Dataset extract:
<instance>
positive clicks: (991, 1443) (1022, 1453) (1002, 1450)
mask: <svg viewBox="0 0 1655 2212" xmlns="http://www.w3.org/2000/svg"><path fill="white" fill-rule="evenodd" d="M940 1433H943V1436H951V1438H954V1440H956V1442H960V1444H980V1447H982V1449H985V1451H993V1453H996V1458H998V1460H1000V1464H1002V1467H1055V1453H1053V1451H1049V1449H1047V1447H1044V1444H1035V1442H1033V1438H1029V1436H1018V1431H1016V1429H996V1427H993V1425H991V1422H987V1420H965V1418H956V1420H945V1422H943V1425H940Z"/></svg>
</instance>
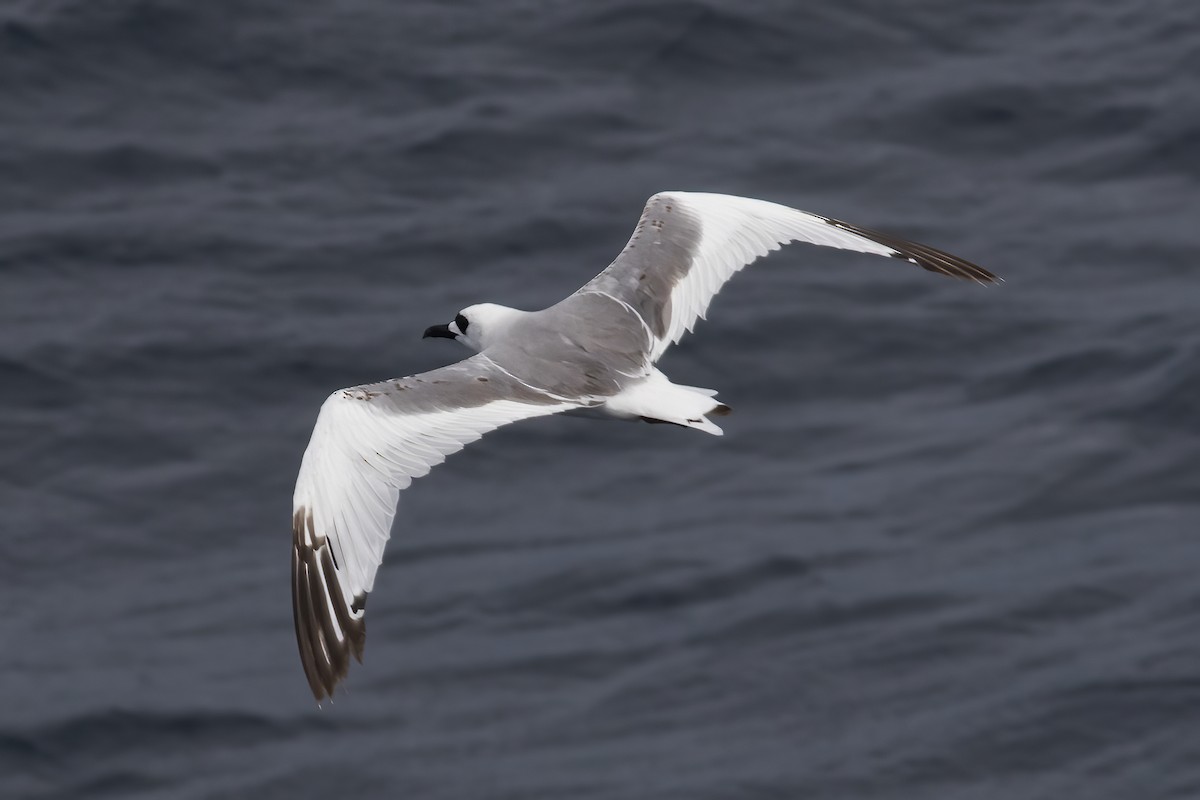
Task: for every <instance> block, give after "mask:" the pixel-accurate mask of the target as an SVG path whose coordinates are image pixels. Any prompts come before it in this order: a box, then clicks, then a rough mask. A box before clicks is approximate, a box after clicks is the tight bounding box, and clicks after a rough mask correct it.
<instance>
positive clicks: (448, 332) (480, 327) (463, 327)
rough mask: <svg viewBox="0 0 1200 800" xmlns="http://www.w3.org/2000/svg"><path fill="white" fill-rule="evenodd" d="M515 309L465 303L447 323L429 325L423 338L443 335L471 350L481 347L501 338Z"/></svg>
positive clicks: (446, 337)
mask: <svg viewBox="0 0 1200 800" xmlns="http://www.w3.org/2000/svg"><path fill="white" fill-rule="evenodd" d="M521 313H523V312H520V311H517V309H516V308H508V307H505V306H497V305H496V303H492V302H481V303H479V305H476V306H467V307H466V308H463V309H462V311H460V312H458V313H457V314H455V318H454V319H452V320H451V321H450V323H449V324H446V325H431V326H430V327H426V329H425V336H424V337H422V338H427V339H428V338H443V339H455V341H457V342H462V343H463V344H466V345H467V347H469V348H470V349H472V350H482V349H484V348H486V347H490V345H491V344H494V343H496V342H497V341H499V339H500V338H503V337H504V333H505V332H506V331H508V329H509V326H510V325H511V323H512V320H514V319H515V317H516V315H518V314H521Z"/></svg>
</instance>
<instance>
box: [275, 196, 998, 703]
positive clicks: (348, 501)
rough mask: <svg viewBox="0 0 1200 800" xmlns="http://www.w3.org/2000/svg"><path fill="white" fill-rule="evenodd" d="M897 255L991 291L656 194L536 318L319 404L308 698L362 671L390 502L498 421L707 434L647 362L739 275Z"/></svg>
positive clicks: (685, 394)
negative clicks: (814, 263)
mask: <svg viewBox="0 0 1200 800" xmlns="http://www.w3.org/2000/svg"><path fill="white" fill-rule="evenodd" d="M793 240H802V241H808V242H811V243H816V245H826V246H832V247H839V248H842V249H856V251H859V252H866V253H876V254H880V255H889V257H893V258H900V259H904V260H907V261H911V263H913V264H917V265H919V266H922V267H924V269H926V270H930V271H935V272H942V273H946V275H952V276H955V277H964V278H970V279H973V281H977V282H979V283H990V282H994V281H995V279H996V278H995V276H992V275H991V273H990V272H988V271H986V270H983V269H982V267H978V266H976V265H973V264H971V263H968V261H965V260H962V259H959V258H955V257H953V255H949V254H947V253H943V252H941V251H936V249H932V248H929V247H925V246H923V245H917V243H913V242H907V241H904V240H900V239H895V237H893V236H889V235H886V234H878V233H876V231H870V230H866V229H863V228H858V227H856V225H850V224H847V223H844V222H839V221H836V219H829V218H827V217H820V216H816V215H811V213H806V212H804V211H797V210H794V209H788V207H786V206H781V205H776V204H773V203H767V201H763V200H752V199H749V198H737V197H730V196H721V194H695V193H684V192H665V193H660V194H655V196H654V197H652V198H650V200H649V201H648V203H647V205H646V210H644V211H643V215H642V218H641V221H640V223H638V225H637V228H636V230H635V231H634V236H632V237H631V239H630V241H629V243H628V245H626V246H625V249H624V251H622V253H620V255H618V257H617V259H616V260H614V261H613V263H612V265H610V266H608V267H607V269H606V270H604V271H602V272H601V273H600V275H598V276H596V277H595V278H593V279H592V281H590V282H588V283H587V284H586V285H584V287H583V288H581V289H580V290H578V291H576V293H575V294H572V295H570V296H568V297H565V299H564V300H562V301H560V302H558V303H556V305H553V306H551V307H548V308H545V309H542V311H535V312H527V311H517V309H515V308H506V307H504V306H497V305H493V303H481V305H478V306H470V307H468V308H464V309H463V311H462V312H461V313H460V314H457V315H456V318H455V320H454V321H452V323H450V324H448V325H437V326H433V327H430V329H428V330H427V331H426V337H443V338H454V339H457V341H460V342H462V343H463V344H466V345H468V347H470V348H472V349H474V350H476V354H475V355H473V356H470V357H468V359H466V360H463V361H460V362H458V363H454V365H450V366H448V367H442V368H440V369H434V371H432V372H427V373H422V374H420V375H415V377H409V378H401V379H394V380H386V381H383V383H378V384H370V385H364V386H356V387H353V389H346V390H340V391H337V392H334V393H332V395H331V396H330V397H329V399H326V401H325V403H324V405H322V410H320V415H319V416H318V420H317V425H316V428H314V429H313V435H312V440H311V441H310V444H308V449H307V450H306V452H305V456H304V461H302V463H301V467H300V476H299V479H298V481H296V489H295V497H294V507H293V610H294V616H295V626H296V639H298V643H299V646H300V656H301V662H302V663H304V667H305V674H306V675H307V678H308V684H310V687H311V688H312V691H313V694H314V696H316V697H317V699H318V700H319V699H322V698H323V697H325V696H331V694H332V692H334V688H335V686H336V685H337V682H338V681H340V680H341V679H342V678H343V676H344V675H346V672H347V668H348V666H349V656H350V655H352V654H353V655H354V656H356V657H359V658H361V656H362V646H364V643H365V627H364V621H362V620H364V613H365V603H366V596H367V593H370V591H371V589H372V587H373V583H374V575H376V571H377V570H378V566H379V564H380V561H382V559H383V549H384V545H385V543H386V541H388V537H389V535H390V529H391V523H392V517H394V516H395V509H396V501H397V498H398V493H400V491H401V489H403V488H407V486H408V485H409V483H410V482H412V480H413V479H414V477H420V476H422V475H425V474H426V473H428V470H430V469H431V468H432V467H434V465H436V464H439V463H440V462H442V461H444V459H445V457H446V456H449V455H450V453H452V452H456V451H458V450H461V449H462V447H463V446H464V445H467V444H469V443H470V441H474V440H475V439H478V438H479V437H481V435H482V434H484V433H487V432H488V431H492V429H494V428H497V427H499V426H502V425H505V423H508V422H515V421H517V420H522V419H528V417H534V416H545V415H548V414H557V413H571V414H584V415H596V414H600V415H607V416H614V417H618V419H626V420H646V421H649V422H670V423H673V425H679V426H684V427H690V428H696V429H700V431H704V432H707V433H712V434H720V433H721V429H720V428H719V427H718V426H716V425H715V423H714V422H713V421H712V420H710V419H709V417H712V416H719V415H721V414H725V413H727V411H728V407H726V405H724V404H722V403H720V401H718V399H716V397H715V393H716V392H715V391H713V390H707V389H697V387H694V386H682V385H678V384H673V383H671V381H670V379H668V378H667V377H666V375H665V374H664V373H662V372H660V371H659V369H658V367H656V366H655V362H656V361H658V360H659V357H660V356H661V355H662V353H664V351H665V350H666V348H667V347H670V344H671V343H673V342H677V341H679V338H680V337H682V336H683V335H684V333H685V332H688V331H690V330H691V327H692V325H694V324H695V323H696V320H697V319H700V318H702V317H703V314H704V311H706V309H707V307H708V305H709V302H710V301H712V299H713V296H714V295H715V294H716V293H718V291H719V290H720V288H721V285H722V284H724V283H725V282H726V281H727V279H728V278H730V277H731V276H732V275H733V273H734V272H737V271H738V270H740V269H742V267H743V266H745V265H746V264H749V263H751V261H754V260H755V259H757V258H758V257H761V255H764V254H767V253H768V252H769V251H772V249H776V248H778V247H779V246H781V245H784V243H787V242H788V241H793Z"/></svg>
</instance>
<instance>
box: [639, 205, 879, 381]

Task to complete: From the listing above, copy out every line that contains the word "positive".

Answer for this exercise:
positive clicks: (991, 1443) (1022, 1453) (1002, 1450)
positive clicks: (448, 332) (480, 327) (463, 327)
positive clicks: (446, 337)
positive clicks: (348, 501)
positive clicks: (685, 394)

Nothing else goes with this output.